STATED TASK:
Write down each entry again, exactly as it reads.
########################################
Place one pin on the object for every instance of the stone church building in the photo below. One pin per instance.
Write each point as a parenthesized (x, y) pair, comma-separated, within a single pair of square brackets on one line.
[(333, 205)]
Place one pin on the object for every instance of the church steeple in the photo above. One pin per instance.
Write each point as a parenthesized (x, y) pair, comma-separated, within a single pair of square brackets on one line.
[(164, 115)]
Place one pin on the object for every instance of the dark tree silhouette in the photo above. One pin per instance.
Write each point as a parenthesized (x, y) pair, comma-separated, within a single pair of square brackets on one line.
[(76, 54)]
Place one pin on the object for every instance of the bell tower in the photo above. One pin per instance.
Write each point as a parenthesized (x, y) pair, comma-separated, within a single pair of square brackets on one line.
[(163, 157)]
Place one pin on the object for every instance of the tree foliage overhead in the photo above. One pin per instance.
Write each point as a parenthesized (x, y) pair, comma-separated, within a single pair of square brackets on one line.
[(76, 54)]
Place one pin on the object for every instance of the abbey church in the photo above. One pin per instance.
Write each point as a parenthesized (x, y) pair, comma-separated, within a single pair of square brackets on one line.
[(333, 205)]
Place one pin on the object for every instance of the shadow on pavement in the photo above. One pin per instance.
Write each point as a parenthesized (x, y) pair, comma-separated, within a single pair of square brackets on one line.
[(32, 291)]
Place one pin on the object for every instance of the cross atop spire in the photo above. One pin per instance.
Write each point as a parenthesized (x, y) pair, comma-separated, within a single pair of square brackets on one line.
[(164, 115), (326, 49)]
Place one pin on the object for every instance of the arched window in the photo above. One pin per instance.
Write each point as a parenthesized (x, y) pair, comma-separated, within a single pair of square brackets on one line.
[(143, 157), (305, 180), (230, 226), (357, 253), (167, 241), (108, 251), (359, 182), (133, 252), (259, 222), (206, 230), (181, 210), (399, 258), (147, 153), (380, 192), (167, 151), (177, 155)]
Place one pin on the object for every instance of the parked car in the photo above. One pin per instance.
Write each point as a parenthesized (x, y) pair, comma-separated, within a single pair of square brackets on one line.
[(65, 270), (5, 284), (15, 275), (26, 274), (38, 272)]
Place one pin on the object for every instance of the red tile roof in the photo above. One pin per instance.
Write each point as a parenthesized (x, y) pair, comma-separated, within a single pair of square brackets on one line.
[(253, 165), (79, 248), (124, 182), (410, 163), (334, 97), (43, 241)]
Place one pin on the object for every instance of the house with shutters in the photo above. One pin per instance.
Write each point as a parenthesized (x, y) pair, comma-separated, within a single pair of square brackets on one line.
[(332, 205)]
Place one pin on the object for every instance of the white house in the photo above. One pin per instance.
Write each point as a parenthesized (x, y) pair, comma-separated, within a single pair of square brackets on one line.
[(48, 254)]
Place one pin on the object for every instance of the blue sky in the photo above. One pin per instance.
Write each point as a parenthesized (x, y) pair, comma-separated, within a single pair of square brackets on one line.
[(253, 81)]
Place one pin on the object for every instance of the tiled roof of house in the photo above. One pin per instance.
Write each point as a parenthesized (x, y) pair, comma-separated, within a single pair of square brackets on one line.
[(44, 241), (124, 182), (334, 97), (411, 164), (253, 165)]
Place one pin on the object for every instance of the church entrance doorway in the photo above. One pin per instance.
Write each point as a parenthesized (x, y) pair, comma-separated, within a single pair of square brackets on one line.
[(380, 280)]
########################################
REPLY TO THE EXERCISE:
Place one pin on the object for every instance of the stone church building in the photo below. One pin per instance.
Write each point as a parenthesized (x, y) pair, comma-separated, within a single pair of square brackets on one line.
[(333, 205)]
Place one pin on the object for every instance of the church steeple in the photo above. One pin per instance.
Write each point as a parenthesized (x, y) pair, comma-separated, within a single pair of square brackets on one line.
[(164, 115)]
Place one pin on the object for every instance of the dark tree silhouette in the photo above. One pin per instance.
Write each point as a parenthesized (x, y) pair, comma-separated, within a single pair of square brackets on one line.
[(76, 54)]
Place one pin on the object for every instance of the bell tower in the photo above. One pin per instance.
Write each point as a parenthesized (x, y) pair, comma-separated, within a single pair of square brackets on one line.
[(163, 157)]
Place one pin on the object for every instance of the tree foliage overhead in the photo above. One pin per instance.
Write each point as a parenthesized (x, y) pair, comma-separated, within a single pair of square brackets on one line.
[(76, 54)]
Place one pin on the object for every instance of the abbey church in the photo above. One pin per instance.
Write each point as a parenthesized (x, y) pair, comma-separated, within a single pair of square brackets on one line.
[(333, 205)]
Place one pin on the object for every instance of the shadow on pavement in the photo above. One pin per instance.
Write each point as a parenthesized (x, y) pair, comma-separated, within a single pair of square brackets on one line.
[(32, 291)]
Place one pin on the object for every instance of the cross atop spire in the photo above. One pin per instance.
Write each point as a parenthesized (x, y) pair, comma-separated, within a single pair of square brackets on one line.
[(164, 115), (326, 49)]
Place one pin on the object for every instance of the arched window in the photo above. One pin per instance.
Write each point as a parenthesized (x, y) pair, comma-separated, within a single pair of square brackets on one line.
[(143, 157), (305, 180), (230, 226), (357, 253), (167, 241), (108, 251), (359, 182), (133, 252), (259, 222), (206, 230), (181, 210), (399, 258), (147, 153), (380, 192), (167, 151), (177, 155)]
Place one pin on the object for every instance of the parked car in the photo above. One pin per instance.
Write each point as a parenthesized (x, y) pair, comma-separated, within a single pair of square brackets on one line.
[(65, 270), (5, 284), (15, 275), (26, 274), (38, 272)]
Place one pin on the object for every instance of the red tile roof in the photo above. One pin per instance.
Write each point as a parenthesized (x, y) pair, comma-separated, within a single pair of square brackets on one line.
[(253, 165), (79, 248), (124, 182), (410, 163), (334, 97), (43, 241)]
Place one pin on the object for every instance of the house with shutters in the photo above. One pin per instance.
Write each point as a parenthesized (x, y) pair, comma-separated, within a single pair of square brackets on one line.
[(332, 205)]
Place one pin on the object for every instance of the white house in the photo above. One pin per instance.
Write each point as a parenthesized (x, y) pair, comma-separated, within a single pair of square brackets on one line.
[(48, 254)]
Place one pin on the object for every instance of the blue sky in the photo above. One pin per instance.
Write each point as a parenthesized (x, y) pair, comma-separated, within a single pair of square brackets on one line.
[(253, 81)]
Place one pin on the object for every instance of the tiled roof of house in the photo above. One pin per instance.
Write each point as a parenthesized (x, y) pair, comma-separated, within a single pair of square brackets on one line.
[(44, 241), (124, 182), (334, 97), (411, 164), (253, 165)]
Place one pin on the object for every instance of the church entrance doorway in the photo above. One pin per instance.
Write each point as a parenthesized (x, y) pair, comma-separated, within a single pair of square brackets on one line.
[(380, 280)]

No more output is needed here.